REQUIRED TASK
Take the listing and print it in full, exactly as given.
------ GIVEN RECORDS
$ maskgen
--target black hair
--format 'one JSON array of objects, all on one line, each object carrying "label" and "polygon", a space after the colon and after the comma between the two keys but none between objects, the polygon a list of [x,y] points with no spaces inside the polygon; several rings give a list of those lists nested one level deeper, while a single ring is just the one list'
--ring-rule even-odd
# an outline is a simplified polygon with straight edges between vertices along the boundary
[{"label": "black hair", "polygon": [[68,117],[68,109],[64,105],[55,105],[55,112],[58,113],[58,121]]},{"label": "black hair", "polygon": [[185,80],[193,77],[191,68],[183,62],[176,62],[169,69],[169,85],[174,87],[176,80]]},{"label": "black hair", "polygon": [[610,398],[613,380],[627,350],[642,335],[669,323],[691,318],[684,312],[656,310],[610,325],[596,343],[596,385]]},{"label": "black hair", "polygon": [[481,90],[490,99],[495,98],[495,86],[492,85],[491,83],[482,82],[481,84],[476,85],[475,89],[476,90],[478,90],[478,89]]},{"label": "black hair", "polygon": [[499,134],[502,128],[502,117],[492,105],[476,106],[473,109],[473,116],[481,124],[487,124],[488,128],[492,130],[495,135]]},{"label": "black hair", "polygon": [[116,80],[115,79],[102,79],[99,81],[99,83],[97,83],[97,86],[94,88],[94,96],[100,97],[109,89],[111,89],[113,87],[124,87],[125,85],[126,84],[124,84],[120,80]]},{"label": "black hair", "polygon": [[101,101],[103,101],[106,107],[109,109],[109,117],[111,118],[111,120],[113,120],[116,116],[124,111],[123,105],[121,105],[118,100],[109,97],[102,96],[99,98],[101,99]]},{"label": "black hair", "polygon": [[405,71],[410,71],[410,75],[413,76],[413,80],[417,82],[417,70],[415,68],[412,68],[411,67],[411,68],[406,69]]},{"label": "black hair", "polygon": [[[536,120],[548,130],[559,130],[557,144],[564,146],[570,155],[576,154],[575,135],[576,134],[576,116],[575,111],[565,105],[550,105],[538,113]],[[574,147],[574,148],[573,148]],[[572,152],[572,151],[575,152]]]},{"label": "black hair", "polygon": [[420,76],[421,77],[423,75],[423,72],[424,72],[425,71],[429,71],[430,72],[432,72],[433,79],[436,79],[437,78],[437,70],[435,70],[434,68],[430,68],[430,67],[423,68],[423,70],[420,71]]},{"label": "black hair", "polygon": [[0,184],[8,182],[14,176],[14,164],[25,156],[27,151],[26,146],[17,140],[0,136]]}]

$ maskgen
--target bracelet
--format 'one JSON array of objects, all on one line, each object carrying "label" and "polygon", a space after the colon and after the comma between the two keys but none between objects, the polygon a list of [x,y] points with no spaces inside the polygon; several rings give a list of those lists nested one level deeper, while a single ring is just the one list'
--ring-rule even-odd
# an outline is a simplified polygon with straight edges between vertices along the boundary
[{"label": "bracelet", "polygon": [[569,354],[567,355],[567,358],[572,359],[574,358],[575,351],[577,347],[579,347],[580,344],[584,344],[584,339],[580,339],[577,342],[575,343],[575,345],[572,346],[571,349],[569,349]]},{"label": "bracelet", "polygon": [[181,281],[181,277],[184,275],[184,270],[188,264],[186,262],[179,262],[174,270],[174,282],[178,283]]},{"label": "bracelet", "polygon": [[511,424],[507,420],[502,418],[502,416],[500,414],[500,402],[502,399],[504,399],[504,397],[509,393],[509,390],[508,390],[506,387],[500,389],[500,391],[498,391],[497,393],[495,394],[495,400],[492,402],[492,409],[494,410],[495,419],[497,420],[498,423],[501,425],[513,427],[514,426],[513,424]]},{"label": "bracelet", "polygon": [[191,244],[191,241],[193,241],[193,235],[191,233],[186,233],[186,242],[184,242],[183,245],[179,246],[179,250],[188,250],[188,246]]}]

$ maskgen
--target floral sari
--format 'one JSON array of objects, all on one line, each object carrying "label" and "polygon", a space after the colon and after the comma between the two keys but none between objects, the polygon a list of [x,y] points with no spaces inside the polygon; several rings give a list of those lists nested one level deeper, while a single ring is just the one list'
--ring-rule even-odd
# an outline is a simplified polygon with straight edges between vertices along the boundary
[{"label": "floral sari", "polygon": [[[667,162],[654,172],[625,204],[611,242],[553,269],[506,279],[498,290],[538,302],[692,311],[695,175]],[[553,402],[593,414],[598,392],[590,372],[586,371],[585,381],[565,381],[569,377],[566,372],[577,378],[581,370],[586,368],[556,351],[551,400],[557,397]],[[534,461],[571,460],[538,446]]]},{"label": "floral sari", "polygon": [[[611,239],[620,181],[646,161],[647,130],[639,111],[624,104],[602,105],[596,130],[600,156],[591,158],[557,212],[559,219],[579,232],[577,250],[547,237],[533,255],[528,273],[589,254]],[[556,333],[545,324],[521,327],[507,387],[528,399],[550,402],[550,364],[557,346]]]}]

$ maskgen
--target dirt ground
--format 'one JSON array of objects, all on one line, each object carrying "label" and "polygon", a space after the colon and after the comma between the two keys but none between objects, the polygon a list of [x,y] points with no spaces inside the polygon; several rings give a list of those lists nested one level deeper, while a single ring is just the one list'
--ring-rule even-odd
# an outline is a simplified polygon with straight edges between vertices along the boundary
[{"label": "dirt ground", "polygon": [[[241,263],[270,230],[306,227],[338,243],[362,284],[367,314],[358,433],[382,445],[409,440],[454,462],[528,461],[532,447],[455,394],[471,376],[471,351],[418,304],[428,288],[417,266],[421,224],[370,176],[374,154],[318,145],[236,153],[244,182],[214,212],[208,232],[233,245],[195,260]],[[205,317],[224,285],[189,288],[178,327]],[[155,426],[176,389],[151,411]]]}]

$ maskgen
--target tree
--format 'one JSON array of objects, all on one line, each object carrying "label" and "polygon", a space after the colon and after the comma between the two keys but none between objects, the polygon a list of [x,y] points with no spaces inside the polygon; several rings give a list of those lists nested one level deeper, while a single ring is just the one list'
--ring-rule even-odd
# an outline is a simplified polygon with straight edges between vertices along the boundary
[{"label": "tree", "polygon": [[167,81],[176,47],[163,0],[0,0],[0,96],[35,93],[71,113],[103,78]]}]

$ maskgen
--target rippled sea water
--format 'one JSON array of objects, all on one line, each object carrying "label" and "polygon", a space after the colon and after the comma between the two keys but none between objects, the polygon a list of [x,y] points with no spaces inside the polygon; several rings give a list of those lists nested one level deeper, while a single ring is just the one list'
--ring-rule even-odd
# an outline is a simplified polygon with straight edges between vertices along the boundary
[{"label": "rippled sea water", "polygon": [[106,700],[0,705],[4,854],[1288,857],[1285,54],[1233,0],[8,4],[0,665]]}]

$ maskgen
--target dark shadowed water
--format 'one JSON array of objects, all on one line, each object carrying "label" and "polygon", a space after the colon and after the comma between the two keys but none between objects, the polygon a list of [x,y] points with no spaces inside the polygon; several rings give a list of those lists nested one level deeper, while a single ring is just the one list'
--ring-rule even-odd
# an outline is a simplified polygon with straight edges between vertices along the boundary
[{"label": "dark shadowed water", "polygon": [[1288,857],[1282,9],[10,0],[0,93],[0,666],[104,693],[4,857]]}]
------------
RESULT OF THE TASK
$ maskgen
--target black hair
--format 'one JSON array of objects, all on one line, each object carrying "label" and "polygon", a space after the colon and after the comma between the two keys but none between objects, the polygon a list of [x,y] points with no spaces inside the polygon; several rings give a list of those lists nested one level deeper, while a single ring is just the one list'
--ring-rule even-odd
# an outline is a simplified polygon with straight edges between vertices along the boundary
[{"label": "black hair", "polygon": [[68,117],[68,109],[64,105],[55,105],[55,112],[58,113],[58,121]]},{"label": "black hair", "polygon": [[185,80],[193,77],[191,68],[183,62],[176,62],[169,69],[169,85],[174,87],[176,80]]},{"label": "black hair", "polygon": [[610,398],[613,380],[627,350],[642,335],[669,323],[691,318],[684,312],[656,310],[610,325],[596,343],[596,385]]},{"label": "black hair", "polygon": [[481,90],[490,99],[495,98],[495,86],[492,85],[491,83],[482,82],[481,84],[476,85],[475,89],[476,90],[478,90],[478,89]]},{"label": "black hair", "polygon": [[499,134],[502,128],[502,117],[492,105],[476,106],[473,109],[473,116],[481,124],[487,124],[488,128],[492,130],[495,135]]},{"label": "black hair", "polygon": [[116,80],[115,79],[102,79],[99,81],[99,83],[97,83],[97,86],[94,88],[94,96],[100,97],[109,89],[111,89],[113,87],[124,87],[125,85],[126,84],[124,84],[120,80]]},{"label": "black hair", "polygon": [[101,101],[103,101],[106,107],[109,109],[109,117],[111,118],[111,120],[113,120],[116,116],[124,111],[123,105],[121,105],[118,100],[109,97],[102,96],[99,98],[101,99]]},{"label": "black hair", "polygon": [[405,71],[410,71],[410,75],[413,76],[413,80],[417,82],[417,70],[415,68],[412,68],[411,67],[411,68],[406,69]]},{"label": "black hair", "polygon": [[[536,120],[548,130],[559,130],[557,144],[564,146],[570,155],[576,154],[575,135],[576,134],[576,116],[575,111],[565,105],[550,105],[538,113]],[[574,147],[574,148],[573,148]],[[572,152],[572,151],[575,152]]]},{"label": "black hair", "polygon": [[420,76],[421,77],[423,75],[423,72],[424,72],[425,71],[429,71],[430,72],[432,72],[433,79],[436,79],[437,78],[437,70],[435,70],[434,68],[430,68],[430,67],[423,68],[423,70],[420,71]]},{"label": "black hair", "polygon": [[0,184],[8,182],[14,176],[14,164],[25,156],[27,151],[26,146],[17,140],[0,136]]}]

$ maskgen
--target bracelet
--format 'one JSON array of objects, all on one line, each object carrying "label" and "polygon", a space after the colon and after the comma between the two keys but none between objects, the polygon a list of [x,y] points with no spaces inside the polygon; several rings give a list of those lists nested one level deeper, while a single ring is just the one list'
--ring-rule even-odd
# an outline is a simplified polygon with straight edges between vertices along the boundary
[{"label": "bracelet", "polygon": [[569,354],[567,355],[567,358],[572,359],[574,358],[575,351],[577,347],[579,347],[580,344],[584,344],[584,339],[580,339],[577,342],[575,343],[575,345],[572,346],[571,349],[569,349]]},{"label": "bracelet", "polygon": [[181,281],[181,277],[184,275],[184,270],[188,264],[186,262],[179,262],[174,270],[174,282],[178,283]]},{"label": "bracelet", "polygon": [[511,424],[507,420],[502,418],[502,416],[500,414],[500,402],[502,399],[504,399],[504,397],[509,393],[509,390],[508,390],[506,387],[500,389],[500,391],[498,391],[497,393],[495,394],[495,400],[492,402],[492,409],[494,410],[495,419],[497,420],[498,423],[501,425],[513,427],[514,426],[513,424]]},{"label": "bracelet", "polygon": [[191,244],[191,241],[193,241],[193,235],[191,233],[186,233],[186,242],[184,242],[183,245],[179,246],[179,250],[188,250],[188,246]]}]

$ maskgen
--target floral sari
--format 'one JSON array of objects, all on one line, each object carrying "label" and "polygon", a space after the colon and after the comma between the two keys but none between objects, the polygon a list of [x,y] points with no spaces inside the polygon; several rings give a list of those lists nested one level deeper, while a single ring is just the one list'
--ring-rule even-odd
# an outline is a simplified polygon with straight edges between vertices along the boundary
[{"label": "floral sari", "polygon": [[[667,162],[654,172],[625,204],[611,242],[553,269],[506,279],[498,290],[538,302],[692,311],[695,175]],[[553,402],[593,414],[598,392],[590,372],[586,371],[585,381],[565,381],[569,377],[566,372],[577,378],[581,370],[586,368],[556,351],[551,400],[557,397]],[[534,461],[571,460],[538,446]]]},{"label": "floral sari", "polygon": [[[611,239],[620,181],[646,161],[647,130],[639,111],[624,104],[602,105],[596,130],[600,156],[591,158],[557,212],[559,219],[579,232],[577,250],[547,237],[533,255],[528,273],[589,254]],[[556,333],[545,324],[521,327],[507,387],[528,399],[550,402],[550,364],[557,346]]]}]

$ maskgen
--target dirt ground
--format 'one JSON array of objects, all on one line, each object carrying "label" and "polygon", a space after the colon and after the comma between the two keys but none between objects, the polygon a list of [x,y] points with no spaces inside the polygon; several rings give a list of those lists nested one level deeper, while a single ring is just the one list'
--ring-rule even-odd
# an outline is a simplified polygon with straight edges between vertices along the boundary
[{"label": "dirt ground", "polygon": [[[241,263],[270,230],[306,227],[338,243],[362,284],[367,314],[358,433],[382,445],[409,440],[454,462],[528,461],[532,447],[455,394],[471,376],[471,351],[418,304],[428,288],[417,266],[421,224],[370,176],[374,154],[318,145],[236,153],[244,182],[214,212],[208,232],[233,245],[195,260]],[[205,317],[224,285],[189,288],[178,327]],[[155,426],[176,389],[151,411]]]}]

$ maskgen
--target tree
--format 'one JSON array of objects, all on one line, each object carrying "label" and "polygon", a space after the colon and after the comma between the two keys but none between objects, the polygon a list of [x,y] points with no spaces inside the polygon; several rings give a list of those lists nested one level deeper, while a single ring is just the one list'
--ring-rule even-odd
# an outline is a simplified polygon with straight edges between vertices along the boundary
[{"label": "tree", "polygon": [[167,81],[176,47],[163,0],[0,0],[0,96],[35,93],[71,113],[103,78]]}]

$ maskgen
--target rippled sea water
--format 'one JSON array of objects, all on one line, each object carrying "label" and "polygon", a space after the colon and after the comma between the two keys but none between objects, the polygon a list of [x,y] points with no spaces inside the polygon; several rings give a list of those lists nested one level deeper, while a single ring is just the one list'
--ring-rule even-odd
# an outline is a simplified polygon with straight edges between vertices along the boundary
[{"label": "rippled sea water", "polygon": [[106,700],[0,705],[4,854],[1288,857],[1285,54],[1233,0],[8,4],[0,665]]}]

$ maskgen
--target dark shadowed water
--format 'one JSON array of objects, all on one line, each object carrying "label" and "polygon", a space after the colon and after the comma between the two keys but none between objects, the polygon a list of [x,y] points with no spaces inside the polygon; several rings give a list of those lists nested one level deeper, while a single ring is just the one list'
--ring-rule even-odd
# an outline is a simplified polygon with straight edges between vertices along the boundary
[{"label": "dark shadowed water", "polygon": [[1288,857],[1282,9],[10,0],[0,93],[0,666],[104,693],[4,857]]}]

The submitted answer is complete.